═════ MATERIAL TO PROCESS ═════

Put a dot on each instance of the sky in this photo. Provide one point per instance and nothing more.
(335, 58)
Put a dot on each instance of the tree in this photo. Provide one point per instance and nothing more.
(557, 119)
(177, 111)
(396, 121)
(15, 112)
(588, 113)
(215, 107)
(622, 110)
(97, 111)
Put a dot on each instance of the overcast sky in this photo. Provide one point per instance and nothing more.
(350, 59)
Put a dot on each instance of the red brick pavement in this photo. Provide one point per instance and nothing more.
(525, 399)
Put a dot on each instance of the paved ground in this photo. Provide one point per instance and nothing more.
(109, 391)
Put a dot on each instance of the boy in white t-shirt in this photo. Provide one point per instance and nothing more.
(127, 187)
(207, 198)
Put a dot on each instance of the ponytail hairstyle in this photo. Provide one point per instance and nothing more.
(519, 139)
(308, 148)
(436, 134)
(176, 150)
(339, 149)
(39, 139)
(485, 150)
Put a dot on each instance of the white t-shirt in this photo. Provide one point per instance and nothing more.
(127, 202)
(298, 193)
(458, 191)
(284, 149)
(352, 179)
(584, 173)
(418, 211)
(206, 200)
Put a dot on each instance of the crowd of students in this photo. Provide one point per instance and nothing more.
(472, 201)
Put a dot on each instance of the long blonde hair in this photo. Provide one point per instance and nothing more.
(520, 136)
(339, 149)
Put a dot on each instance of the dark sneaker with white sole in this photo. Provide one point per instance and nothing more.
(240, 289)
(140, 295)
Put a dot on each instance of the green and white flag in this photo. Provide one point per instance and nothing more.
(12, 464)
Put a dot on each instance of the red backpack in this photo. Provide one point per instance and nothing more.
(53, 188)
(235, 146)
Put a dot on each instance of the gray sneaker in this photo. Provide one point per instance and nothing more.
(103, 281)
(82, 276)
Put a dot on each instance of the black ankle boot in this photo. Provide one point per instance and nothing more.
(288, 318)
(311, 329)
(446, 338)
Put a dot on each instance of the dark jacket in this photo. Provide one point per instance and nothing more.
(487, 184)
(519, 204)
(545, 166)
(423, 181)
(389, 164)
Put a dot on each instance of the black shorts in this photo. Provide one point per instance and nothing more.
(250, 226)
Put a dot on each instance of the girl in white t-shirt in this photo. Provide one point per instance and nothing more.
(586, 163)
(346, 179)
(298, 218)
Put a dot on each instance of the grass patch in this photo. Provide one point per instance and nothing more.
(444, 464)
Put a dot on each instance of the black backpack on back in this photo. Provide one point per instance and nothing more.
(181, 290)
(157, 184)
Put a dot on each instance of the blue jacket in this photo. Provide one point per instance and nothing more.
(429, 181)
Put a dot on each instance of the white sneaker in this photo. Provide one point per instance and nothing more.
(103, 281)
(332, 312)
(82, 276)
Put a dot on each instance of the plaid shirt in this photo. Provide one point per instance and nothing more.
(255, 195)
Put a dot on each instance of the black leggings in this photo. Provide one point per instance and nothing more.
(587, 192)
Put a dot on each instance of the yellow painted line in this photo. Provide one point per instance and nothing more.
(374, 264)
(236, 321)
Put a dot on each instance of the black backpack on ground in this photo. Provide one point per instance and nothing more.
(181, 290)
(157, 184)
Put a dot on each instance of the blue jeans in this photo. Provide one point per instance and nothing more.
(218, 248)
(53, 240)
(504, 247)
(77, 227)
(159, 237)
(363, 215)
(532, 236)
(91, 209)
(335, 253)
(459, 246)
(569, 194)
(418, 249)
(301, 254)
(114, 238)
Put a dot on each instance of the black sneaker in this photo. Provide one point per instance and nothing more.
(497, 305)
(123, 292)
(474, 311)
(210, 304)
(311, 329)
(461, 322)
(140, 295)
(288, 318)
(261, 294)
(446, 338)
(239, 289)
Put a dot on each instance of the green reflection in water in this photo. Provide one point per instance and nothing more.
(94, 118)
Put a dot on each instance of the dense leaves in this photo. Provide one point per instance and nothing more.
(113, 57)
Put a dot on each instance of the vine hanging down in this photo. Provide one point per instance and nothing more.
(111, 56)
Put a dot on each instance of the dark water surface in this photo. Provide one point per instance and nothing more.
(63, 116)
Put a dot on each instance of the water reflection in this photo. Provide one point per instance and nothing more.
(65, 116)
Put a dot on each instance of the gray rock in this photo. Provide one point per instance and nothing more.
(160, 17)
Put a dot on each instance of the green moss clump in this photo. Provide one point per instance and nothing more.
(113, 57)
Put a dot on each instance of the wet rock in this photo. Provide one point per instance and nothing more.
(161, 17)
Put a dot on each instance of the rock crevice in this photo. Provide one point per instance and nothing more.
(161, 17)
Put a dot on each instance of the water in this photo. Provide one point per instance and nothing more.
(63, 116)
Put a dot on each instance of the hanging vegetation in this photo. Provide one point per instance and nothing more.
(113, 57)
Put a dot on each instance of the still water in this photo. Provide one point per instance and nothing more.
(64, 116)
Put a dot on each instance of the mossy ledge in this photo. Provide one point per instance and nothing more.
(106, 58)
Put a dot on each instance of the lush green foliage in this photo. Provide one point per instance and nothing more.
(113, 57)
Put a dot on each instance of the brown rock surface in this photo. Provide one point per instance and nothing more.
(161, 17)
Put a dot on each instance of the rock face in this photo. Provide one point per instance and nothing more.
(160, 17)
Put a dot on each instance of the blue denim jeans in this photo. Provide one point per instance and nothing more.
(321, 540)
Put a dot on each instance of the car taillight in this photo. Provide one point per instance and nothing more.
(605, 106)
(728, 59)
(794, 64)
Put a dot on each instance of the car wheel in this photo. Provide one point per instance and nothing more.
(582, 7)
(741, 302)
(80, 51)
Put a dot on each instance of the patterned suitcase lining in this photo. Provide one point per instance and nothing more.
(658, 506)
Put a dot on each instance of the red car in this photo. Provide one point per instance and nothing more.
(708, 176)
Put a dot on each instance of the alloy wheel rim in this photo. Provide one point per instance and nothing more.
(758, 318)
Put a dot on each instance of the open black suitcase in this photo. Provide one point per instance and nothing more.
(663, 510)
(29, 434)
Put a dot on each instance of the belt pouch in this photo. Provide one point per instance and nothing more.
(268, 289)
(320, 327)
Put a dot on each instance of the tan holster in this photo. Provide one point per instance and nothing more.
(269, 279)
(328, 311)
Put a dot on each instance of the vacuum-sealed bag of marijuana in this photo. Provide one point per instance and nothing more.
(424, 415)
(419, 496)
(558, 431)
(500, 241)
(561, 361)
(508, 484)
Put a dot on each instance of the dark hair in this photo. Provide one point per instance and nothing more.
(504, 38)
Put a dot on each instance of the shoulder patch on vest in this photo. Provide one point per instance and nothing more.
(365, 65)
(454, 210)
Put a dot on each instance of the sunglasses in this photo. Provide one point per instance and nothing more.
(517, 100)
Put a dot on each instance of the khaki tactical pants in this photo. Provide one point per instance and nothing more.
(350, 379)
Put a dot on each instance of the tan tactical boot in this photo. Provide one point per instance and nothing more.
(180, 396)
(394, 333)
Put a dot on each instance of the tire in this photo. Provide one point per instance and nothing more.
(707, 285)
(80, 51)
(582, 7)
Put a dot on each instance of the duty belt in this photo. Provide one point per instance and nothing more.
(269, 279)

═════

> [EXERCISE AIM]: Transcribe, in full, each record that appears above.

> [SOLUTION FOR THIS TASK]:
Put a dot on each instance of the sky in this photo. Provide one point per instance and nothing more.
(335, 58)
Put a dot on each instance of the tree in this photo. Provide one point per instance and nothing more.
(557, 119)
(177, 111)
(396, 121)
(15, 112)
(588, 113)
(215, 107)
(622, 110)
(97, 111)
Put a dot on each instance of the overcast sky in this photo. Provide one point per instance and nothing more.
(350, 59)
Put a dot on each instance of the red brick pavement in this photo. Provide one point per instance and nothing more.
(525, 399)
Put a dot on each instance of the paved ground in this photo. Provide one point per instance and nothing more.
(109, 391)
Put a dot on each instance of the boy in white t-shirt in this photo. Provide one point per instance and nothing more.
(127, 187)
(207, 198)
Put a dot on each instance of the ponytail hairstyle in this photo. Provide one point per instance and nothing more.
(519, 139)
(308, 148)
(436, 134)
(176, 150)
(339, 149)
(39, 139)
(485, 150)
Put a dot on each instance of the white t-shirt in this photo. Provide one point per instance and nothing more.
(127, 202)
(298, 193)
(458, 191)
(284, 149)
(352, 179)
(584, 173)
(418, 211)
(206, 200)
Put a dot on each instance of the crowd of students in this photo. Provide one point per instance and nothing more.
(472, 201)
Put a dot on each instance of the long blonde hair in this photo. Provide one point per instance and nothing more.
(520, 136)
(339, 149)
Put a dot on each instance of the dark sneaker with white sole in this photo. Provide one point per instance and nothing more.
(240, 289)
(140, 295)
Put a dot on each instance of the green and white flag in this photo. Provide one point per instance and nothing more.
(12, 464)
Put a dot on each instance of the red backpack in this photo. Provide one point per instance and nothing more.
(53, 188)
(235, 146)
Put a dot on each instance of the gray sneaker in this photo. Provide one point per instance and nothing more.
(103, 281)
(82, 276)
Put a dot on each instance of the black ankle boot in this photo. Provide one point per instance and nothing more.
(288, 318)
(311, 329)
(446, 338)
Put a dot on each instance of the dark jacket in this photo. Provide one point per instance and nothing more.
(487, 184)
(519, 204)
(545, 166)
(423, 181)
(389, 164)
Put a dot on each instance of the black shorts in this photo. Provide one point per instance and nothing more.
(250, 226)
Put a dot on each instance of the girl in white t-shirt in this photo. Provide one point per instance and nothing more.
(586, 163)
(346, 179)
(298, 218)
Put a dot on each instance of the grass patch in this photo. Provide one point per instance and nothing more.
(444, 464)
Put a dot on each instance of the black backpack on back in this photo. Provide one point per instance and nothing more.
(181, 290)
(157, 184)
Put a dot on each instance of the blue jacket in this photo. Provide one point per instance and nothing more.
(429, 181)
Put a dot on each instance of the white sneaker in this photo. Provide one point per instance and nothing more.
(103, 281)
(332, 312)
(82, 276)
Put a dot on each instance of the plaid shirt in this photo. Provide one point per instance and nothing more.
(255, 195)
Put a dot on each instance of the black leggings in this photo. Provide one point per instance and nothing more.
(587, 192)
Put a dot on each instance of the yellow painted line in this photo. Provide one point per instance and nothing more.
(374, 264)
(236, 321)
Put a dot on each instance of the black backpack on ground in this photo. Provide one point per instance and nothing more.
(181, 290)
(157, 184)
Put a dot on each instance of the blue jeans in this photo. Provide one point per instance and nothing more.
(218, 248)
(53, 240)
(504, 247)
(77, 227)
(159, 237)
(363, 215)
(532, 236)
(91, 209)
(335, 253)
(459, 246)
(569, 194)
(418, 249)
(301, 254)
(114, 238)
Put a dot on each instance of the black sneaker in this photo. Provide one point per instance and nothing more.
(497, 305)
(123, 292)
(474, 311)
(210, 304)
(311, 329)
(461, 322)
(140, 295)
(288, 318)
(261, 294)
(446, 338)
(239, 289)
Put a dot on each instance of the green reflection in water in this photo. Provide one point per instance and nothing more.
(94, 118)
Put a dot on each instance of the dense leaves in this photo. Provide one point per instance and nothing more.
(113, 57)
Put a dot on each instance of the vine hanging down in this photo. Provide one point per instance and nothing more.
(111, 56)
Put a dot on each instance of the dark water surface in this photo. Provide one point per instance and nothing more.
(63, 116)
Put a dot on each instance of the water reflection in this photo. Provide one point per instance and nothing more.
(65, 116)
Put a dot on each instance of the gray rock in this photo. Provide one point per instance and nothing more.
(160, 17)
Put a dot on each instance of the green moss clump in this photo. Provide one point per instance and nothing more.
(113, 57)
Put a dot on each instance of the wet rock in this photo. Provide one point per instance and nothing more.
(161, 17)
Put a dot on each instance of the rock crevice in this photo. Provide one point per instance and nothing more.
(161, 17)
Put a dot on each instance of the water in this photo. Provide one point per instance and nothing more.
(63, 116)
Put a dot on each instance of the hanging vegetation in this photo. Provide one point per instance and nothing more.
(113, 57)
Put a dot on each instance of the still water in this photo. Provide one point per instance and nothing more.
(64, 116)
Put a dot on each instance of the mossy ledge in this photo. Provide one point per instance and nothing more.
(106, 58)
Put a dot on each instance of the lush green foliage in this photo. Provide one point per instance and nothing more.
(113, 57)
Put a dot on each instance of the brown rock surface in this photo. Provide one point per instance and nothing more.
(161, 17)
Put a dot on each instance of the rock face in this photo. Provide one point per instance and nothing more.
(160, 17)
Put a dot on each instance of the blue denim jeans in this photo. Provide one point per instance and nothing more.
(321, 540)
Put a dot on each instance of the car taillight in this photo. Provide one point per instance and nothing more.
(605, 106)
(728, 59)
(794, 64)
Put a dot on each instance of the car wheel in this photo. Provide one point per instance and nothing more.
(582, 7)
(741, 302)
(80, 51)
Put a dot on each instance of the patterned suitcase lining in this photo. Provide one point per instance and nothing more.
(658, 506)
Put a dot on each instance of the red car in this photo. Provide one point per instance and nothing more.
(708, 176)
Put a dot on each instance of the alloy wheel rim in this photo. Provide one point per instance and nothing more.
(758, 318)
Put a dot on each instance of the open black suitcase in this photo. Provide one point per instance and nothing more.
(663, 510)
(29, 434)
Put a dot on each instance of the belt pouch in this photo. Provide one point per instance and nothing more.
(268, 289)
(320, 327)
Put a dot on each instance of the tan holster in this photo. Provide one point per instance and nothing more.
(269, 279)
(328, 311)
Put a dot on each instance of the vacuum-sealed bag of marijuana in this photo. Provide one point per instance and nothing more.
(424, 415)
(419, 496)
(558, 431)
(500, 241)
(561, 361)
(508, 484)
Put a dot on each instance of the dark hair in this photo. Provide one point per instance and nothing more.
(504, 38)
Put a dot on each instance of the shoulder patch on vest in this photo. Provide one point per instance and nothing more.
(365, 65)
(454, 210)
Put a dot on each instance of the sunglasses in this photo. Provide one point per instance and nothing more.
(517, 100)
Put a dot on each instance of the khaki tactical pants in this photo. Provide one point per instance and nothing more.
(350, 379)
Put a dot on each instance of the tan tactical boot in this photo. Provide one point per instance and nothing more.
(180, 396)
(394, 333)
Put a dot on each instance of the tire in this photo. Provide one point per instance and nothing more.
(707, 285)
(80, 51)
(582, 7)
Put a dot on each instance of the duty belt in this photo. Provide one point per instance and nothing more.
(269, 279)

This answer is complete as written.